== Data supplied

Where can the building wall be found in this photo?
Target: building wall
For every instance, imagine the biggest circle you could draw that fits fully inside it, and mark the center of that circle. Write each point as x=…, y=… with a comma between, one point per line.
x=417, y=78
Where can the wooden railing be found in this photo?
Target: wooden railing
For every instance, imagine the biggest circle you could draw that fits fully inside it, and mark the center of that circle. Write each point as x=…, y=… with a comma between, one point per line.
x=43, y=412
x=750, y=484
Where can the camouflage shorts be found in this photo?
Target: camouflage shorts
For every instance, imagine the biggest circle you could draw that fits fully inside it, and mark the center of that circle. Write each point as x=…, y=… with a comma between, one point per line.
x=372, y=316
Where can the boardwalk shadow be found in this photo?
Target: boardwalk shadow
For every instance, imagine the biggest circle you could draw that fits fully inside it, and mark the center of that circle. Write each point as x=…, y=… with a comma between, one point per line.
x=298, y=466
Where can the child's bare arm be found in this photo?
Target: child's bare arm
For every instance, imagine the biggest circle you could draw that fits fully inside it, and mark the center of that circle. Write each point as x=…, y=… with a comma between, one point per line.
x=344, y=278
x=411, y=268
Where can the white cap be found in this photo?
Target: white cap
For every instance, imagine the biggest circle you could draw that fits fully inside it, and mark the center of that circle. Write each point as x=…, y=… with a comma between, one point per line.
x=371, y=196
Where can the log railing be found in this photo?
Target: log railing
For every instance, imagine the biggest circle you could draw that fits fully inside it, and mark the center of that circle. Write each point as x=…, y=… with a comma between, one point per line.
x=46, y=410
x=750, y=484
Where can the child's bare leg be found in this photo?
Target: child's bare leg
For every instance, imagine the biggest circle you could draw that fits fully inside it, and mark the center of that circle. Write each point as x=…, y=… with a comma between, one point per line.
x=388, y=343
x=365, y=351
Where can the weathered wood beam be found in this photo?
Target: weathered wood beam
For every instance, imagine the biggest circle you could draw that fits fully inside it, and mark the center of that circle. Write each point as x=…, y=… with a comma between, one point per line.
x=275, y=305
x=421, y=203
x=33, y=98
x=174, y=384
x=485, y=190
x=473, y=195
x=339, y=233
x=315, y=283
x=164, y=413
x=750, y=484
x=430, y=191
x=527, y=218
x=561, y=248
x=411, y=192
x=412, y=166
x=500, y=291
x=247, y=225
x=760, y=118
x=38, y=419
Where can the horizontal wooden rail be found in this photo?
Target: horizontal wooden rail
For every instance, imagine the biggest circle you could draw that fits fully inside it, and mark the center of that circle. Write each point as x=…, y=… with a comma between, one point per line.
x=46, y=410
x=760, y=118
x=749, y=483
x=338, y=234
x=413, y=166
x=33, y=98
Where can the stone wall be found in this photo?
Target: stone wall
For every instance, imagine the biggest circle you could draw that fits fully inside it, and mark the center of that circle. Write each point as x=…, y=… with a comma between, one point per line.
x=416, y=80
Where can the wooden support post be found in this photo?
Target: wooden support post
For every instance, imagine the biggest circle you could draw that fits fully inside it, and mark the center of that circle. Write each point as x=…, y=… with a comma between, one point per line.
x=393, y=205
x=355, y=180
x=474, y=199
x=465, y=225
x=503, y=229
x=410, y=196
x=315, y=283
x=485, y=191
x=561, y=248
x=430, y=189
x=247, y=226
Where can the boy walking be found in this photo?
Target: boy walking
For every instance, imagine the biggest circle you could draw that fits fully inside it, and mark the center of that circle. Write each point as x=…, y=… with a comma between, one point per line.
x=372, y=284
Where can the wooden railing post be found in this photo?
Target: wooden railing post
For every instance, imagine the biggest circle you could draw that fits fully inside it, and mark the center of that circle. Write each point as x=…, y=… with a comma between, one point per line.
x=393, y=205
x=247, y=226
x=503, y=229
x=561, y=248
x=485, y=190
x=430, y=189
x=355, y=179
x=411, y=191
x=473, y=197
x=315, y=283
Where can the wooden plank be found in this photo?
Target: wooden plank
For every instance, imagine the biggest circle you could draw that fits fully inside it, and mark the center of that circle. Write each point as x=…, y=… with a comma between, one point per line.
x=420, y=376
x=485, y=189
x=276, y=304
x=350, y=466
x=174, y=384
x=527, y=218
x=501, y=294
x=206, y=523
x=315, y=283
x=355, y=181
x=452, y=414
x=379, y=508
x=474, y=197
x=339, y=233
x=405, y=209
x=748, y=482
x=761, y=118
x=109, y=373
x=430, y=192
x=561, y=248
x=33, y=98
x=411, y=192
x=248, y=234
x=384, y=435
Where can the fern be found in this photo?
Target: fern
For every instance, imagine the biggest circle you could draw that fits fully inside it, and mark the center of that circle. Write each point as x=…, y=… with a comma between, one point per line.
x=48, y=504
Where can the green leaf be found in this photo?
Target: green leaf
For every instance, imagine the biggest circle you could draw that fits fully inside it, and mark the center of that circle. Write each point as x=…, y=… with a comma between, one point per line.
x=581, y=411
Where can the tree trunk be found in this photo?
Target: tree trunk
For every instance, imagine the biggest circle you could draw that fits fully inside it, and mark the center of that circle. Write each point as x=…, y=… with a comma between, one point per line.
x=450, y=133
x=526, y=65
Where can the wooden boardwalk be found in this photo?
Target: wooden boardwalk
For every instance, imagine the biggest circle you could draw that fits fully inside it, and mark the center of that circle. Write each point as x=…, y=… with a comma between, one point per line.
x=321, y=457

====

Your task:
Begin with the line above that has "Where can the wooden railing be" and continue through the line that has "Where can the boardwalk", setting each one down exactly. Stop there.

Solved problem:
Where can the wooden railing be found in this photo?
Target: wooden railing
For every instance, imagine the biggest circle you could draw that fits fully inside it, and mark the center of that circle. Write each point as x=…, y=… with a comma between, one point per line.
x=43, y=412
x=750, y=484
Where can the camouflage shorts be found in this photo?
Target: camouflage shorts
For every instance, imagine the biggest circle you could draw that fits fully inside it, and mark the center of that circle. Write each point as x=…, y=… with a comma between, one point per line.
x=372, y=316
Where can the boardwalk shadow be found in this photo?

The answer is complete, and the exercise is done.